> Your objective: Pick out every line in the entries below that contains the word "given", and copy each one.

> Rows:
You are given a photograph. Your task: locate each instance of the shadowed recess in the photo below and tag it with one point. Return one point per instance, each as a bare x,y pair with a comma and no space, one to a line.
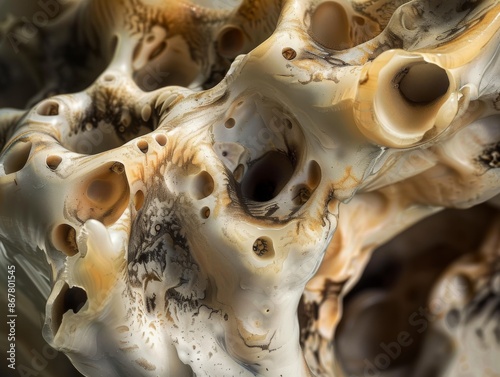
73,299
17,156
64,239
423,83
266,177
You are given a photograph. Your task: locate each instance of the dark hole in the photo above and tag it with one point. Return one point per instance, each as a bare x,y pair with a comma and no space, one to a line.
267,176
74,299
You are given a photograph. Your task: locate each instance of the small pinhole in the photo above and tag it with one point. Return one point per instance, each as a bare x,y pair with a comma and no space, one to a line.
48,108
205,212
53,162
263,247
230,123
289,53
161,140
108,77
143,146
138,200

* * *

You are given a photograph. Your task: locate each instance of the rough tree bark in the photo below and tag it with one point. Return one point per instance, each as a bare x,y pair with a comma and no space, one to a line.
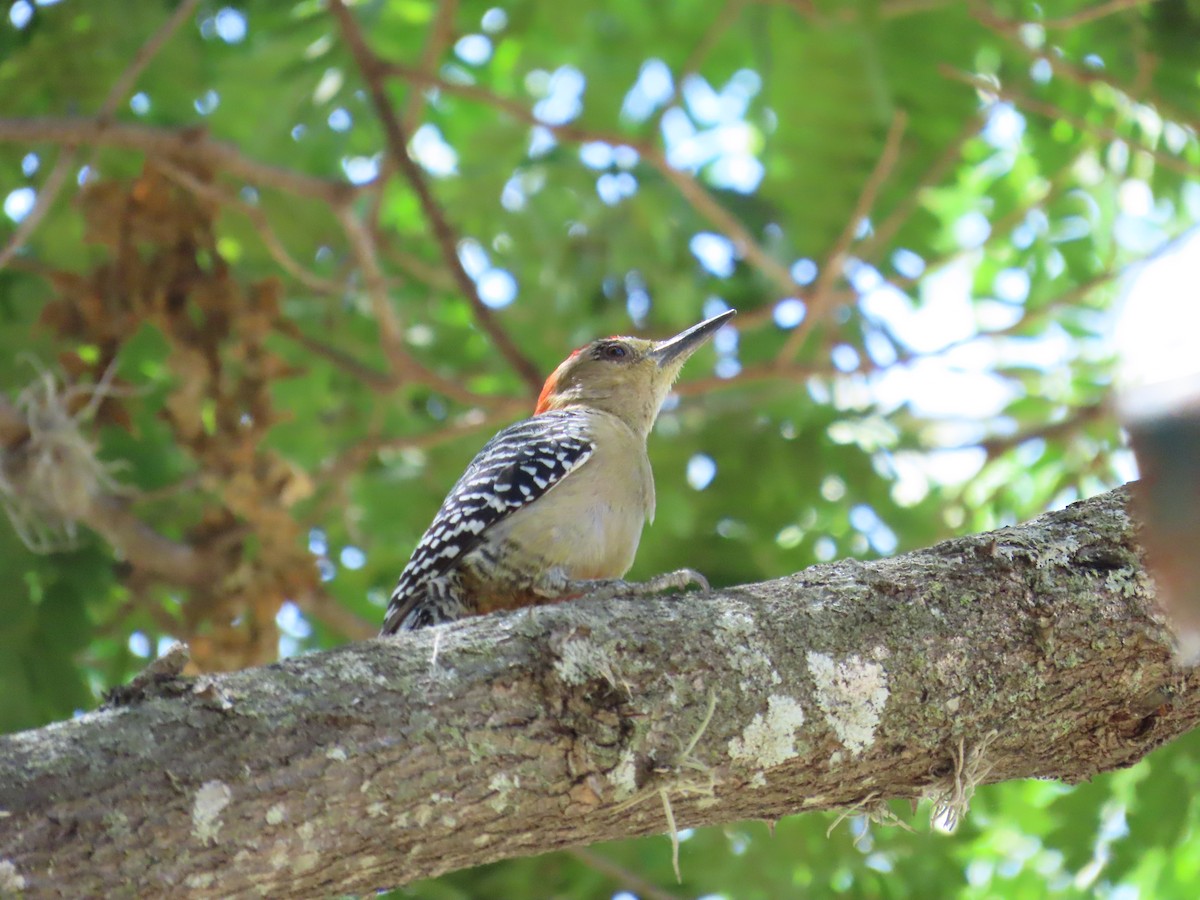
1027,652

* * *

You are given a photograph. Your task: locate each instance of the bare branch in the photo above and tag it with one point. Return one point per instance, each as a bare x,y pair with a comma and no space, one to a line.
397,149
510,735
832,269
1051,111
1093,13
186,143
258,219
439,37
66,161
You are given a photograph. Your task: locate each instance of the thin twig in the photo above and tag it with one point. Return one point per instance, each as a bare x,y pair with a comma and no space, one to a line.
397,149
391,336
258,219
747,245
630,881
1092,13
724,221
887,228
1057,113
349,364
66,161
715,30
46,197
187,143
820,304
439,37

> Solution for this exercise:
You are given a photograph. Your task: locate each instance of the shadowed recess in the photo below and tag it with one point. Return one point per instance, each as a bare x,y pair with a comma and no space, one to a line.
You are given a photograph. Your task: locate each instance of the dark hole in the photo above and tag it with one point. Return one point per instance, each as a bare x,y pair with a comma and no space, one to a line.
You are given a photograph. Your task: locate each instance of the small pinhole in the photo above and tag it with one point. Return one point per instance, each as a bare x,y pair with a comma and no space, one to a line.
You are given a photograph. Your task: locate each instance of the rough tree bark in the photo below and tag it with one point. Return one point per instance, each as a bare x,y pair with a comma and no space, one to a line.
You are given a photograph. Your task: locate each instance of the bare branch in the photo above and tag it with one point. Return one point per instance, each as a bare x,y pair with a comma and no space, one to a line.
You are given a photograph. Your task: locate each instance of the thin twig in the photo above and tag it with one point. Return one point per instance, each as a bare x,y pair with a comma and no space, one to a line.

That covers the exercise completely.